>> Start RECORD EXTRACTS

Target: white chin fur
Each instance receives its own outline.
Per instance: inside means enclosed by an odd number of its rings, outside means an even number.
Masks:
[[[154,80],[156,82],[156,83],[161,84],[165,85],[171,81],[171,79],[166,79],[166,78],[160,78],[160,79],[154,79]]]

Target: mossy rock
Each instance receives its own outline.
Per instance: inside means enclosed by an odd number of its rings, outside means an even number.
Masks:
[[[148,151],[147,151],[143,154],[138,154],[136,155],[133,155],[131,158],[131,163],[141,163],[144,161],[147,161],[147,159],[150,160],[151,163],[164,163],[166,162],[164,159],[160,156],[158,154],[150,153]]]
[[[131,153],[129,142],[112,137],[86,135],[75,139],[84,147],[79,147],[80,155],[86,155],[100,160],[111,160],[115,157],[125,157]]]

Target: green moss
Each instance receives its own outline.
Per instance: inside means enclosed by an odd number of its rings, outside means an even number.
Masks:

>> End RECORD EXTRACTS
>> Start RECORD EXTRACTS

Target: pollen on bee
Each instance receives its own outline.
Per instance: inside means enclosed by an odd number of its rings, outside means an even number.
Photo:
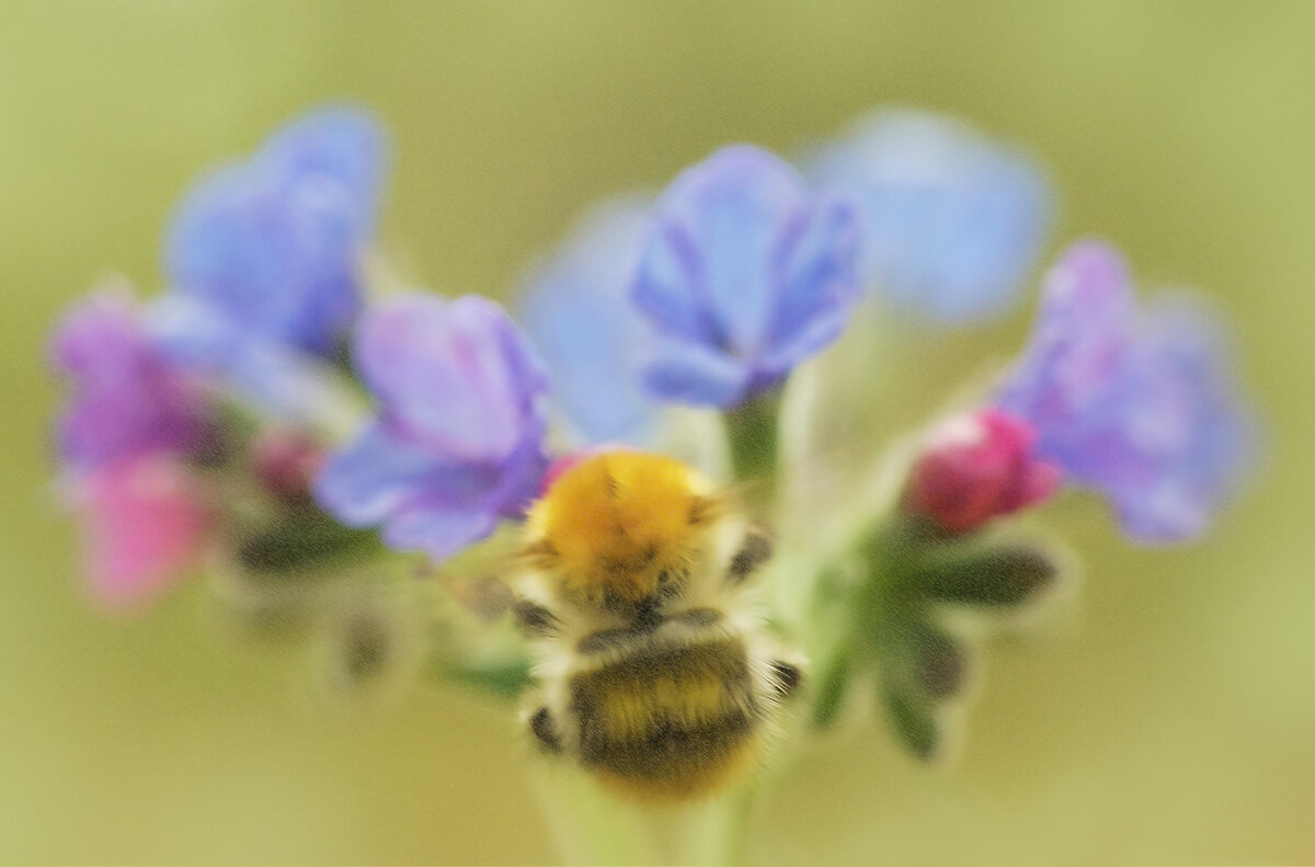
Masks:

>> End RECORD EXTRACTS

• _WHAT IS NEEDED_
How many lines above contain the string "Target"? Reply with the number alone.

• _SOLUTION TO THE PROBLEM_
4